#### Texto extraído:
Alfredo

  • Alejandra Fonseca
Una historia juvenil que perdura más allá del tiempo y del espacio. El Americano, testigo.

En pleno evento, sentado frente a mí al otro extremo de la mesa, lo observaba; igualito a su hermano: misma risa, mismo tono de voz, mismo volumen en sus gritos… misma altura, misma tez blanca, misma mirada chispeante, pero no el mismo color de ojos; claros ambos pero no azules como los que veo, y ambos buenas personas y galanes como dicen que era el papá a quien no conocí pero se sabía.

 

A Alfredo lo veía muy alto. Era más grande que yo también en años: mientras yo era chiquita, -estaba en primero de secundaria-, él era grande, -iba en la prepa-. Visto hoy, no son muchos años pero a esa edad y en esa época, era una gran diferencia.

 

La ubicación de la casa de mi infancia era un privilegio para convivir con quienes íbamos al Colegio Americano ya que está enfrente, y siempre que terminaba de comer, salía a encontrar a mis amigos que llegaban a vagar a las puertas del colegio igual que yo.

(Entradas tomadas de una colección)
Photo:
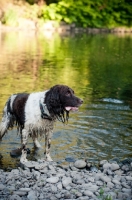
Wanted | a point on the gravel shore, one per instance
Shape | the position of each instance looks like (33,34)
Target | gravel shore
(80,180)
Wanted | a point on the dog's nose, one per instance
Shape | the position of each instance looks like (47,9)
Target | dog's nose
(81,101)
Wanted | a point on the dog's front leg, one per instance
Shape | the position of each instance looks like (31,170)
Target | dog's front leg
(24,139)
(48,137)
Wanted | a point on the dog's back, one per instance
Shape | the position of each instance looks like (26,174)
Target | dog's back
(7,118)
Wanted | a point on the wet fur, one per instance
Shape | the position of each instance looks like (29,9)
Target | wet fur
(34,114)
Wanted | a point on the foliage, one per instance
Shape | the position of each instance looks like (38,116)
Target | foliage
(89,13)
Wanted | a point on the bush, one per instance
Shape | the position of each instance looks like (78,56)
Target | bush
(89,13)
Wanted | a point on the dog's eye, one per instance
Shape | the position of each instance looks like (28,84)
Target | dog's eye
(68,94)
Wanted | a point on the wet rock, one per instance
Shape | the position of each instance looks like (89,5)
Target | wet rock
(102,162)
(15,197)
(88,193)
(54,182)
(66,181)
(80,164)
(105,179)
(107,166)
(129,178)
(116,182)
(128,191)
(52,179)
(2,186)
(32,195)
(110,185)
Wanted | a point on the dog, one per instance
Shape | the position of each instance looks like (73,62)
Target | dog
(35,114)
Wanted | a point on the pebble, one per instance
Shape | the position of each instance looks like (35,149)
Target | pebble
(80,164)
(105,179)
(50,181)
(114,166)
(66,181)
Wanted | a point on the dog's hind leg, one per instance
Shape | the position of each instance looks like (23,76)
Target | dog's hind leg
(35,141)
(48,137)
(24,139)
(7,120)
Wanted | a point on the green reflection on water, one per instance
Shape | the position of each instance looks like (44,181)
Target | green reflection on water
(95,66)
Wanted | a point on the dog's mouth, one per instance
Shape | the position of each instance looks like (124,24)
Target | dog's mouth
(69,108)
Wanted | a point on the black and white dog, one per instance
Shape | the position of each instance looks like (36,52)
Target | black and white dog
(35,114)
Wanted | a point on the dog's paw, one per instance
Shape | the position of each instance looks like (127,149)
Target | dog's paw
(23,156)
(48,158)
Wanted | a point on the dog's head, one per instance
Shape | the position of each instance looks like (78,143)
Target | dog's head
(60,99)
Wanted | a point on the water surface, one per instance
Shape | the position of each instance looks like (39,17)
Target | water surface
(97,67)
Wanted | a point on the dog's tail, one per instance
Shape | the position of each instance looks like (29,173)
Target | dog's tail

#### Lista de tareas:
1. Según el relato sobre Alfredo, ¿por qué la ubicación de la casa de la infancia de quien narra era un privilegio? Responda en una a tres oraciones.
2. Indique si cada afirmación concuerda con el relato sobre Alfredo. Responda sí o no y cite las palabras exactas del relato que lo deciden.
(a) Cuando quien narra cursaba primero de secundaria, Alfredo iba en la prepa.
(b) Quien narra conoció al papá de Alfredo.
(c) La casa de la infancia de quien narra quedaba lejos del Colegio Americano.

#### Respuestas a tareas:
1. La ubicación era un privilegio para convivir con quienes iban al Colegio Americano, ya que la casa está enfrente del colegio. Así, al terminar de comer, quien narra salía a encontrarse con sus amigos a las puertas del colegio.

2.
(a) Sí: "-estaba en primero de secundaria-, él era grande, -iba en la prepa-".
(b) No: "el papá a quien no conocí".
(c) No: "ya que está enfrente".